A Bolívia, falando em nome do chamado Grupo Like-Minded (a linha dura dos países em desenvolvimento), insistiu em invocar uma terceira fase do Protocolo de Kyoto, o acordo do clima da década de 1990 que vive hoje uma existência zumbi.
Os Like-Minded gostam de Kyoto porque ele desobriga os países em desenvolvimento de metas. Esse bloco, que tem membros como a China e a Arábia Saudita, também reclama (com razão) de que os países desenvolvidos usaram a maior parte do espaço de carbono disponível para a humanidade. A delegada boliviana sugeriu que os países desenvolvidos descarbonizem suas economias nesta década, para deixar para os países em desenvolvimento as 400 bilhões de toneladas que o mundo ainda pode emitir antes de estourar o limite de 1,5oC.
O aparente despautério mal esconde a estratégia de negociação dos países em desenvolvimento de esticar a corda no tema da ambição para conseguir concessões dos países ricos no segundo fantasma a assombrar a medieval Glasgow: o financiamento climático. Espinosa destacou que sem o apoio financeiro das nações desenvolvidas não será possível realizar as transformações necessárias para atingir a meta de 1,5º C. Com efeito, em Glasgow os países desenvolvidos precisam provar que têm um plano para botar na mesa US$ 100 bilhões por ano até 2025 e multiplicar essa cifra após 2025. Isso ainda não aconteceu, e pode fazer a coisa toda desandar.
Para Espinosa, porém, o sucesso da COP26 “é possível porque temos a ciência e já conhecemos o caminho para as soluções”, mas as emissões continuam aumentando, como mostrou recente relatório da ONU sobre as NDCs dos países. “Precisamos de ainda mais ambição de todas as nações, especialmente dos maiores emissores do G20.”

**Material listado:**
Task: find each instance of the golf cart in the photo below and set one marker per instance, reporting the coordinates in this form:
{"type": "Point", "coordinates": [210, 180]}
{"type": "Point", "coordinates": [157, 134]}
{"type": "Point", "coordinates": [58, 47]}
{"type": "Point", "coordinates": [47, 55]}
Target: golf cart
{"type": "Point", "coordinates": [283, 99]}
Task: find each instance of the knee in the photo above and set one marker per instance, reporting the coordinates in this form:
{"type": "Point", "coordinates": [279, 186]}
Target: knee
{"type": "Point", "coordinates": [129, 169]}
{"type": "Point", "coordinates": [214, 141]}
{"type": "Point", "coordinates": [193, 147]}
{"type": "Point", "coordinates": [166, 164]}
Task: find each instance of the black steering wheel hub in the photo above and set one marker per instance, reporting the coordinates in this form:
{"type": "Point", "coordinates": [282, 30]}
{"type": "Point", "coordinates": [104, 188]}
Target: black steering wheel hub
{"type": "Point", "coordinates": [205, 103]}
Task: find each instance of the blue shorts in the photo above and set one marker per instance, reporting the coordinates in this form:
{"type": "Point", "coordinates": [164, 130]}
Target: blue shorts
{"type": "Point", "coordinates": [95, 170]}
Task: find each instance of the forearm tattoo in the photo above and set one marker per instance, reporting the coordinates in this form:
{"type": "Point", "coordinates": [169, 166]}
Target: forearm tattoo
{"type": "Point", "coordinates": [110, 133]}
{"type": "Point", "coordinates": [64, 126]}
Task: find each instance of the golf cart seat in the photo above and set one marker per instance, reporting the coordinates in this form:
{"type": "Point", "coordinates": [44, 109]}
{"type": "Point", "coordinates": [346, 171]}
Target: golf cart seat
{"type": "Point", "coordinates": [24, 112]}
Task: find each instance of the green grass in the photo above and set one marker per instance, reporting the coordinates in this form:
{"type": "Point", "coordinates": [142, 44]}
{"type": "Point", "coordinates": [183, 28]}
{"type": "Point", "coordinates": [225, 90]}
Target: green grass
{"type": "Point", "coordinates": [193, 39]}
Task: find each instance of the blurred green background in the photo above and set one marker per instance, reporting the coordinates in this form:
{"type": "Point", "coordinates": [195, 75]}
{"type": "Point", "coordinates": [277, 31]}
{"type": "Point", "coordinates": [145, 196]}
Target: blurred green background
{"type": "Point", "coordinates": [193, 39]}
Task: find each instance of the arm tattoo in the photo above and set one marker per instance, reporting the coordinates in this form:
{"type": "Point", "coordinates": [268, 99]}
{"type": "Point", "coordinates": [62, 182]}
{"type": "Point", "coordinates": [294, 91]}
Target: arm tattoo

**Exercícios propostos:**
**A)** Você pode reescrever em forma de lista o parágrafo do trecho sobre a COP26 que começa com "Os Like-Minded gostam de Kyoto", mantendo seus fatos principais?
**B)** Você pode transcrever, do trecho sobre a COP26, a passagem que começa em "O aparente despautério" e segue até "coisa toda desandar."?
**C)** Como o trecho sobre a COP26 prosseguiria a partir da sua última frase? Escreva a continuação.
O material listado é independente do trecho sobre a COP26.

**Respostas das tarefas:**
**A)**
- Os Like-Minded apoiam Kyoto porque o protocolo desobriga os países em desenvolvimento de metas.
- O bloco, que inclui China e Arábia Saudita, reclama que os países desenvolvidos usaram a maior parte do espaço de carbono disponível para a humanidade.
- A delegada boliviana sugeriu que os países desenvolvidos descarbonizem suas economias nesta década.
- Assim, ficariam para os países em desenvolvimento as 400 bilhões de toneladas que o mundo ainda pode emitir antes de estourar o limite de 1,5 °C.

**B)**
O aparente despautério mal esconde a estratégia de negociação dos países em desenvolvimento de esticar a corda no tema da ambição para conseguir concessões dos países ricos no segundo fantasma a assombrar a medieval Glasgow: o financiamento climático. Espinosa destacou que sem o apoio financeiro das nações desenvolvidas não será possível realizar as transformações necessárias para atingir a meta de 1,5º C. Com efeito, em Glasgow os países desenvolvidos precisam provar que têm um plano para botar na mesa US$ 100 bilhões por ano até 2025 e multiplicar essa cifra após 2025. Isso ainda não aconteceu, e pode fazer a coisa toda desandar.

**C)**
E como precisamos: logo depois da plenária de abertura, a OMM (Organização Meteorológica Mundial) apresentou em entrevista coletiva a compilação das desgraças climáticas do ano de 2021. O relatório preliminar Estado do Clima mostra uma série de verdades inconvenientes num ano em que eventos extremos se sucederam um ao outro como copos de cerveja nos pubs escoceses.
Mesmo com a pandemia, que derrubou as emissões, as concentrações de gases de efeito estufa cresceram acima da média no ano passado, atingindo 413 partes por milhão. Este ano registrou uma chuva sem precedentes no alto do manto de gelo da Groenlândia, secas devastadoras, dois meses de chuva caindo em duas horas na China e enchentes mortíferas na Europa. Só não estará entre top-3 os recordistas de calor por causa do fenômeno La Niña, que derrubou as temperaturas no hemisfério Sul e colocará 2021 “apenas” entre o quinto e o sétimo lugar (os seis primeiros ocorreram todos neste século).
O diretor-geral da OMM, o finlandês Petteri Taalas, também citou em sua apresentação os dados do Inpe que mostram como a combinação entre desmatamento e mudança climática está mudando o clima regional da Amazônia e fazendo com que partes da floresta emitam CO2 em vez de absorvê-lo. “Essa região não é um mais um sorvedouro de carbono tão eficiente quanto era no passado”, disse.
Outra assombração que apareceu na COP neste Dia das Bruxas foi a da falta de inclusão. Membros de organizações observadoras da negociação, como ONGs ambientalistas, descobriram no domingo que não podiam entrar nas salas onde os diplomatas se reuniam. Como o nome diz, a sociedade civil é oficialmente convidada pela ONU a observar o processo, para dar-lhe transparência. O veto, que também se aplicará ao encontro de chefes de Estado na segunda e terça-feira, é considerado sem precedentes e aumenta o grau de estresse de uma conferência já bastante restritiva – em especial para representantes de países em desenvolvimento e indígenas – por conta das regras sanitárias e dos custos aterrorizantes de passagem, hospedagem e alimentação na Escócia.
A COP26 deve reunir cerca de 20 mil pessoas até o dia 12 de novembro.